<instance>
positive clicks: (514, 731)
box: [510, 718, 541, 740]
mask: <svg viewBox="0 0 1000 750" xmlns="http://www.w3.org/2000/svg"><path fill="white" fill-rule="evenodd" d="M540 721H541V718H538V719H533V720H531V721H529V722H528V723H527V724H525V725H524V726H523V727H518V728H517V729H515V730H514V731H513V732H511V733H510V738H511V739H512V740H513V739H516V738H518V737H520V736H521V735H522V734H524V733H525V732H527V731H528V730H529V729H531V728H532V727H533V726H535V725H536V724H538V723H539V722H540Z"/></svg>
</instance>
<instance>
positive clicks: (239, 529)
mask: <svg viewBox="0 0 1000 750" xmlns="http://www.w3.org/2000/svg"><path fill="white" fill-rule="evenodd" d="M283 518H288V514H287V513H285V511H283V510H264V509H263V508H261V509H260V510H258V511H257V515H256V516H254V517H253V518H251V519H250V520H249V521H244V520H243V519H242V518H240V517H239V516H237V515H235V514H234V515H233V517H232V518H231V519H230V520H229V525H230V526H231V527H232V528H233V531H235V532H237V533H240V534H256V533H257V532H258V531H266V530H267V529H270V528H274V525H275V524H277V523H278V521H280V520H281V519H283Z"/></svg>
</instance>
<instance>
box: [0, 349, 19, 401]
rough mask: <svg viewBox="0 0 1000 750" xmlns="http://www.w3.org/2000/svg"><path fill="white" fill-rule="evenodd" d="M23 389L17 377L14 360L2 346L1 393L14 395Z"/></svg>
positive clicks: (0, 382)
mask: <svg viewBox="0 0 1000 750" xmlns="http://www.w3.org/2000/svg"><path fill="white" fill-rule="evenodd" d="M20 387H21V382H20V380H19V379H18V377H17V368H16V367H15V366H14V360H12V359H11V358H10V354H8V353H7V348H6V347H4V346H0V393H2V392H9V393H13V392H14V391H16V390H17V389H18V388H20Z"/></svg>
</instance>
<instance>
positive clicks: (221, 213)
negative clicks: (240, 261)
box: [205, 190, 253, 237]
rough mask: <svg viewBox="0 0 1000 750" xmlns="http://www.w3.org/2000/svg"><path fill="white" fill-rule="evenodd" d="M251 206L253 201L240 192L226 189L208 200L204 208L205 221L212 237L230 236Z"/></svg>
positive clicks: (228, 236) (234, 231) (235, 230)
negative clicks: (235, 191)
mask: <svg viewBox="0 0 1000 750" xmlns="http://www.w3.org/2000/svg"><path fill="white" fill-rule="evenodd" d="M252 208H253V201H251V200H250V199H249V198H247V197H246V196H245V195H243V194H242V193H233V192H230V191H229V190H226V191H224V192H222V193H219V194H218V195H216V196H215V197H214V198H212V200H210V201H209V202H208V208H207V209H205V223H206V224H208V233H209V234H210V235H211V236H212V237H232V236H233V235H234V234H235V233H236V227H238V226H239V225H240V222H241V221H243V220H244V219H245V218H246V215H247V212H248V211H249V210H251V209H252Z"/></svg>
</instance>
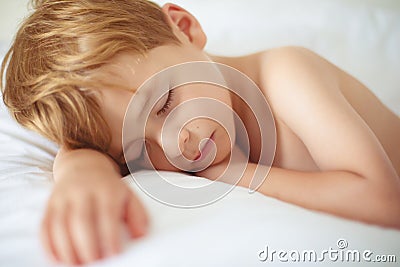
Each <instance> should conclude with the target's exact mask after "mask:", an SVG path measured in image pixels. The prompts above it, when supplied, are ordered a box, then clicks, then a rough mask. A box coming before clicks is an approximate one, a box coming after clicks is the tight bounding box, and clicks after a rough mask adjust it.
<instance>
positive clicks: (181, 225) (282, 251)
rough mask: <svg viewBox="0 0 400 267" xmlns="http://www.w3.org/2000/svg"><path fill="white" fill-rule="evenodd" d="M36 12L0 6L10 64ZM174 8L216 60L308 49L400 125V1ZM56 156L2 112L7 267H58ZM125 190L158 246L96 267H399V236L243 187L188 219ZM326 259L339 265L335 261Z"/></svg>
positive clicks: (1, 169) (139, 173)
mask: <svg viewBox="0 0 400 267" xmlns="http://www.w3.org/2000/svg"><path fill="white" fill-rule="evenodd" d="M25 2H26V1H23V0H19V1H13V2H12V3H6V2H5V1H3V2H1V3H0V10H2V11H1V14H6V13H7V16H1V18H0V22H1V23H0V24H2V25H3V26H2V27H6V26H7V25H8V26H7V27H8V28H7V32H6V34H4V32H3V34H2V35H1V39H0V40H1V43H0V52H1V54H0V56H3V55H4V52H5V49H6V48H7V47H8V44H9V41H10V40H11V38H12V36H11V33H12V32H13V31H14V28H13V27H14V26H15V25H16V22H17V21H18V20H19V19H20V18H21V17H22V16H23V15H24V14H25V13H26V10H25V6H26V5H25ZM156 2H158V3H161V4H162V3H163V2H165V1H156ZM175 3H177V4H180V5H181V6H183V7H184V8H186V9H187V10H189V11H191V12H192V13H193V14H194V15H195V16H196V17H197V18H198V20H199V21H200V23H201V24H202V25H203V28H204V30H205V32H206V33H207V35H208V40H209V41H208V44H207V47H206V50H208V51H209V52H211V53H214V54H224V55H240V54H246V53H251V52H255V51H258V50H262V49H266V48H272V47H276V46H283V45H299V46H304V47H307V48H310V49H312V50H314V51H316V52H317V53H319V54H321V55H323V56H324V57H326V58H327V59H329V60H330V61H332V62H333V63H334V64H336V65H338V66H340V67H341V68H343V69H345V70H346V71H348V72H350V73H351V74H352V75H354V76H355V77H357V78H358V79H360V80H361V81H362V82H363V83H364V84H366V85H367V86H368V87H369V88H371V89H372V90H373V91H374V93H375V94H376V95H377V96H378V97H379V98H380V99H381V100H382V101H383V102H384V103H385V104H386V105H388V106H389V107H390V108H391V109H392V110H393V111H394V112H396V113H397V114H398V115H400V75H399V73H398V71H399V69H400V49H399V47H400V3H399V2H398V1H396V0H393V1H390V0H381V1H372V0H370V1H367V0H364V1H361V0H359V1H358V0H326V1H319V0H302V1H298V0H280V1H278V0H251V1H247V0H246V1H245V0H237V1H229V0H218V1H211V0H202V1H195V0H179V1H178V0H177V1H175ZM10 14H11V15H10ZM10 28H13V30H10ZM399 138H400V137H399ZM399 149H400V148H399ZM56 153H57V146H56V145H55V144H54V143H52V142H50V141H48V140H46V139H44V138H43V137H41V136H38V135H37V134H35V133H33V132H30V131H27V130H25V129H22V128H21V127H20V126H19V125H17V124H16V123H15V122H14V121H13V120H12V119H11V118H10V116H9V115H8V113H7V111H6V109H5V108H4V106H3V104H1V106H0V218H1V219H0V266H15V267H25V266H38V267H39V266H40V267H46V266H54V265H55V264H54V263H52V262H51V261H50V260H49V259H48V258H47V257H46V255H45V253H44V250H43V249H42V246H41V244H40V241H39V225H40V220H41V217H42V215H43V212H44V208H45V204H46V200H47V198H48V197H49V194H50V192H51V189H52V186H53V181H52V171H51V170H52V162H53V160H54V156H55V154H56ZM163 175H165V176H167V177H168V178H169V180H170V181H173V182H176V183H180V184H185V185H188V186H190V185H192V184H202V183H207V182H208V181H207V180H205V179H203V178H194V177H188V176H186V175H183V174H177V173H168V172H165V173H163ZM136 179H138V180H143V181H144V180H145V181H147V182H151V183H153V184H154V186H160V187H161V186H163V184H162V183H160V182H159V180H158V179H157V176H156V175H154V172H152V171H142V172H140V173H137V174H136ZM124 181H125V182H127V183H128V184H129V185H130V186H131V188H132V190H134V191H135V192H136V194H137V195H138V196H139V197H140V199H141V201H142V202H143V203H144V205H145V207H146V208H147V210H148V212H149V215H150V219H151V227H150V231H149V234H148V235H147V236H146V237H144V238H142V239H137V240H128V239H126V241H125V245H124V250H123V252H122V254H121V255H118V256H116V257H112V258H110V259H106V260H103V261H100V262H97V263H95V264H92V266H105V267H108V266H113V267H118V266H152V267H158V266H263V265H267V264H271V263H272V265H276V264H279V263H286V264H291V263H293V264H295V265H296V266H309V265H310V261H311V262H314V256H315V255H316V256H317V258H315V261H316V262H319V263H320V264H323V265H333V266H335V265H342V264H343V263H347V262H348V261H350V264H351V265H352V266H353V265H356V266H364V265H365V264H366V262H368V261H371V262H375V263H376V264H377V265H378V266H396V264H398V262H399V261H400V231H398V230H393V229H387V228H383V227H378V226H372V225H367V224H363V223H358V222H353V221H349V220H345V219H342V218H337V217H335V216H331V215H327V214H324V213H320V212H314V211H309V210H306V209H302V208H300V207H297V206H293V205H290V204H287V203H284V202H281V201H278V200H275V199H272V198H269V197H265V196H262V195H260V194H258V193H254V194H249V193H248V190H247V189H244V188H239V187H237V188H235V189H234V190H233V191H232V192H231V193H229V194H228V195H227V196H226V197H224V198H223V199H221V200H220V201H217V202H216V203H214V204H212V205H208V206H205V207H201V208H195V209H179V208H174V207H170V206H166V205H163V204H161V203H159V202H157V201H155V200H153V199H152V198H150V197H148V196H147V195H146V194H145V193H143V192H142V191H141V190H140V189H139V188H138V187H137V185H136V184H135V183H133V182H132V180H131V179H130V177H129V176H127V177H125V178H124ZM220 186H223V184H221V185H220ZM161 189H162V188H161ZM272 251H275V253H272ZM281 251H282V253H281V254H280V252H281ZM310 251H315V254H314V253H313V252H310ZM324 251H337V253H333V256H332V257H329V255H328V254H329V252H328V253H325V254H324ZM349 251H350V252H349ZM351 251H355V252H354V253H353V252H351ZM285 252H286V254H285ZM271 253H272V255H271ZM290 253H292V254H291V255H290ZM284 254H285V255H284ZM322 255H325V256H324V258H323V259H322ZM334 255H336V256H334ZM352 255H355V256H352ZM357 255H359V256H360V259H359V260H358V258H357ZM291 256H293V257H291ZM376 256H380V257H376ZM296 259H297V261H296ZM394 260H396V261H397V263H394V262H393V261H394Z"/></svg>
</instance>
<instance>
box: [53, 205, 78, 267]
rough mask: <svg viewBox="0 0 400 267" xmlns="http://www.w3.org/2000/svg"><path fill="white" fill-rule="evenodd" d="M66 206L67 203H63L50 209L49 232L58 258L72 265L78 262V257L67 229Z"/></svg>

# # # # #

» **YOUR OBJECTIVE**
Turn the stretch of rows from the very first line through the line containing "positive clicks: (228, 236)" into a numbered list, one line per number, skipping any blank lines.

» **SOLUTION FOR THIS EXERCISE**
1. <instance>
2. positive clicks: (514, 731)
3. box: [510, 718, 541, 740]
4. mask: <svg viewBox="0 0 1000 750" xmlns="http://www.w3.org/2000/svg"><path fill="white" fill-rule="evenodd" d="M540 721H541V718H538V719H533V720H531V721H529V722H528V723H527V724H525V725H524V726H523V727H518V728H517V729H515V730H514V731H513V732H511V733H510V738H511V739H512V740H513V739H516V738H518V737H520V736H521V735H522V734H524V733H525V732H527V731H528V730H529V729H531V728H532V727H533V726H535V725H536V724H538V723H539V722H540Z"/></svg>
5. </instance>
6. <instance>
7. positive clicks: (239, 529)
8. mask: <svg viewBox="0 0 1000 750" xmlns="http://www.w3.org/2000/svg"><path fill="white" fill-rule="evenodd" d="M283 518H288V514H287V513H285V511H283V510H264V509H263V508H261V509H260V510H258V511H257V515H256V516H254V517H253V518H251V519H250V520H249V521H244V520H243V519H242V518H240V517H239V516H237V515H235V514H234V515H233V517H232V518H231V519H230V520H229V525H230V526H231V527H232V528H233V531H235V532H237V533H240V534H256V533H257V532H258V531H266V530H267V529H270V528H274V525H275V524H277V523H278V521H280V520H281V519H283Z"/></svg>
9. </instance>
10. <instance>
11. box: [0, 349, 19, 401]
12. rough mask: <svg viewBox="0 0 1000 750" xmlns="http://www.w3.org/2000/svg"><path fill="white" fill-rule="evenodd" d="M23 389L17 377L14 360L2 346L1 393L14 395Z"/></svg>
13. positive clicks: (0, 382)
14. mask: <svg viewBox="0 0 1000 750" xmlns="http://www.w3.org/2000/svg"><path fill="white" fill-rule="evenodd" d="M20 387H21V382H20V380H19V379H18V377H17V368H16V367H15V366H14V360H12V359H11V358H10V354H8V353H7V348H6V347H4V346H0V393H2V392H9V393H13V392H14V391H16V390H17V389H18V388H20Z"/></svg>
15. </instance>
16. <instance>
17. positive clicks: (221, 213)
18. negative clicks: (240, 261)
19. box: [205, 190, 253, 237]
20. rough mask: <svg viewBox="0 0 1000 750" xmlns="http://www.w3.org/2000/svg"><path fill="white" fill-rule="evenodd" d="M251 206L253 201L240 192L226 189L208 200L204 208L205 221L212 237L230 236Z"/></svg>
21. positive clicks: (228, 236) (234, 231) (235, 230)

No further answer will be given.